The Naturalisation procedure

Nadzezhda and her husband, a non-citizen of Latvia.

Non-citizens are able to apply for Latvian citizenship provided that they have been permanent residents of the country for, at least, five years. They have also to demonstrate Latvian language proficiency, pass both Latvia’s history and constitution tests and know the Latvian national anthem. One more thing

As I previously wrote, some 135,000 people have naturalised since 1995. The naturalisation rates reached its height over two periods; 1999 – 2001 and 2003 – 2005. However, the rates have fallen off substantially during the last few years.

Nadzezhda holds a Latvian passport, though she was born in the Ukrainian city of Lviv. She arrived in Latvia for the first time in 1985. Her desire to “feel more integrated in the country” and be able to vote and travel freely, led her to apply for citizenship and naturalise.

“I failed the writing exam the first time I apply for citizenship. I found it quite difficult to be honest,” said Nadzezhda.

She then attended to a language course to improve her Latvian and with the help of her daughter, who was at primary school, manage to pass the exam and naturalise.

▶ **TO DO**
1. Can you quote the passage on Latvian naturalisation word for word, between "The Naturalisation procedure" and "last few years.", inclusive?
2. Using the passage on Latvian naturalisation, answer these:
(a) How many years must non-citizens have been permanent residents of Latvia before they can apply for citizenship?
(b) In which city was Nadzezhda born?
(c) Which exam did Nadzezhda fail the first time she applied?

▶ **DATA LINES**
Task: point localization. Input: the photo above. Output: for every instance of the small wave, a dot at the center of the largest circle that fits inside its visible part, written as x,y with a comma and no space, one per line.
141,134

▶ **RESPONSES BY TASK**
1.
The Naturalisation procedure

Nadzezhda and her husband, a non-citizen of Latvia.

Non-citizens are able to apply for Latvian citizenship provided that they have been permanent residents of the country for, at least, five years. They have also to demonstrate Latvian language proficiency, pass both Latvia’s history and constitution tests and know the Latvian national anthem. One more thing

As I previously wrote, some 135,000 people have naturalised since 1995. The naturalisation rates reached its height over two periods; 1999 – 2001 and 2003 – 2005. However, the rates have fallen off substantially during the last few years.

2.
(a) At least five years.
(b) Lviv.
(c) The writing exam.